Source excerpt:
There’s a lot of discussion on the “right” way to do agile. You'd be hard pressed to find a team that calls themselves waterfall anymore. Most have adopted agile practices in the form of Scrum. Scrum isn’t bad, but it isn’t the final stage. Kanban planning practices elevate a team operating in scrum and propel them to being truly agile.

Agile is the concept of being able to respond to market changes as fast as you can write the feature. If you’re waiting on a sprint to be finished before you ship code, you are artificially delaying market adoption and feedback.

Let me explain.

Waterfall: The Illusion of Perfect Knowledge

Waterfall planning happens once, at the beginning. You gather requirements, write a specification, estimate timelines, and execute the plan. The assumption is that you know enough upfront to plan everything in advance.

This works for some domains. Building a bridge, for example, where the requirements are well-understood and the physics don't change. It doesn't work for software, where requirements evolve as users interact with what you've built, and the competitive landscape shifts while you're executing.

Anyone who’s written software knows that you can’t know everything upfront, and the things you do know often change. Software is about always becoming, never arriving.

Waterfall's failure mode is delivering something nobody wants, months or years after it would have been useful.

Scrum: Learning to Iterate

Scrum broke the waterfall model by introducing fixed-length iterations called sprints, with planning at the start of each one. Instead of planning everything upfront, you plan enough for two weeks, execute, review what you built, and adapt.

The ceremonies matter: sprint planning, daily standups, sprint reviews, retrospectives. These rituals force teams to regularly stop, assess, and adjust. For teams coming from waterfall, this structure is essential. It builds the muscle memory of iterative delivery.

Scrum also introduces roles. The Scrum Master facilitates the process. The Product Owner prioritizes the backlog. These roles exist because teams learning to iterate need explicit support. Someone has to enforce the discipline until it becomes habit.

Be cautious though. If your sprints are long, or you’re not shipping anything for multiple sprints, you may find you’re in this hybrid scrumfall method. Here, you get all the bureaucracy of scrum, and all the rewrites and delayed value of waterfall.

Again, scrum isn’t bad. It has its place. But scrum places artificial barriers on unlocking agility. Scrum forces teams to learn to walk before they run. Once teams start bashing up against these barriers, it’s time to grow.

Kanban: Continuous Flow

Kanban takes iteration to its logical conclusion: why batch work into sprints at all? Instead of planning in cycles, you pull work from a prioritized backlog as capacity becomes available. Work flows continuously. Planning becomes ongoing rather than event-based.

Request: Please rewrite the passage on agile planning between "Waterfall's failure mode" and "it becomes habit.", inclusive, replacing "ceremonies" with "meetings".

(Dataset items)
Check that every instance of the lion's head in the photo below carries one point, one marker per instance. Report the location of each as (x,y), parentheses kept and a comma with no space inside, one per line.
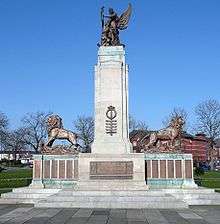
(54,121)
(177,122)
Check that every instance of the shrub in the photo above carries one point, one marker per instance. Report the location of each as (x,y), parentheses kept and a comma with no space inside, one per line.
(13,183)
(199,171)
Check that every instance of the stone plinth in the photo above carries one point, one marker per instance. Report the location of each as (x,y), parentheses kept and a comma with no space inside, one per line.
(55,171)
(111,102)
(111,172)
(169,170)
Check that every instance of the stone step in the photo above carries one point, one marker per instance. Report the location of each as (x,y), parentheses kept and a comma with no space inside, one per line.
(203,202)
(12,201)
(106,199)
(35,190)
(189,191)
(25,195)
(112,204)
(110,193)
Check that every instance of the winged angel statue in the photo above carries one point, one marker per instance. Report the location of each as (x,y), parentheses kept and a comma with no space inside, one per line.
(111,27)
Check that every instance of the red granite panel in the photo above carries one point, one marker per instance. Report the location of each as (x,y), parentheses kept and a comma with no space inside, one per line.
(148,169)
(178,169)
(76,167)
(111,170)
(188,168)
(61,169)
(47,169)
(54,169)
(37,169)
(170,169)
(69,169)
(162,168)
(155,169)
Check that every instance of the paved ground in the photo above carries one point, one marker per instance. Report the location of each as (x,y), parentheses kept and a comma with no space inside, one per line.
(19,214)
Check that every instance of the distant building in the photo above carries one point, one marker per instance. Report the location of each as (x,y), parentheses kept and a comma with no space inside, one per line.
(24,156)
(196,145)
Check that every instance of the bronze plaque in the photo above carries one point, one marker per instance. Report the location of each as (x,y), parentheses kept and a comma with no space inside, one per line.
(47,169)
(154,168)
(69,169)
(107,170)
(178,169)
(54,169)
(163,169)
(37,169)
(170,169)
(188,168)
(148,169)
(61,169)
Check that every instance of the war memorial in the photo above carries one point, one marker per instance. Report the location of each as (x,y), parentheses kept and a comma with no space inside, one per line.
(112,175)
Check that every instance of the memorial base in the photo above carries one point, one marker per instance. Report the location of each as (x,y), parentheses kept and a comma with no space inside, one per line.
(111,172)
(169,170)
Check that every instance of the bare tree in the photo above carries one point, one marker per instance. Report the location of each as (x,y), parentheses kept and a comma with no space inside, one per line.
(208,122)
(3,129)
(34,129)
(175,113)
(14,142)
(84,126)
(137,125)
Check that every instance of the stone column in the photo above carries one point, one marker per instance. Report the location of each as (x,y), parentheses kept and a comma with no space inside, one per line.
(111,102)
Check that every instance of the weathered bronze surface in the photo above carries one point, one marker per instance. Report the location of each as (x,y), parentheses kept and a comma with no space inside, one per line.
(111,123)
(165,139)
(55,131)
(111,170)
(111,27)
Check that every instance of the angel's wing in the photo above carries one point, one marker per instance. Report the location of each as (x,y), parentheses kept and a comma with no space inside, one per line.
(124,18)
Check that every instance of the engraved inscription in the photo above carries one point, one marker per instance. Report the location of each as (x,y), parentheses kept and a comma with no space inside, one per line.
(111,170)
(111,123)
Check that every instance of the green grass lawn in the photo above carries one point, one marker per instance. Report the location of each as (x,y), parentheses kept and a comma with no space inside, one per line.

Exercise answer:
Waterfall's failure mode is delivering something nobody wants, months or years after it would have been useful.

Scrum: Learning to Iterate

Scrum broke the waterfall model by introducing fixed-length iterations called sprints, with planning at the start of each one. Instead of planning everything upfront, you plan enough for two weeks, execute, review what you built, and adapt.

The meetings matter: sprint planning, daily standups, sprint reviews, retrospectives. These rituals force teams to regularly stop, assess, and adjust. For teams coming from waterfall, this structure is essential. It builds the muscle memory of iterative delivery.

Scrum also introduces roles. The Scrum Master facilitates the process. The Product Owner prioritizes the backlog. These roles exist because teams learning to iterate need explicit support. Someone has to enforce the discipline until it becomes habit.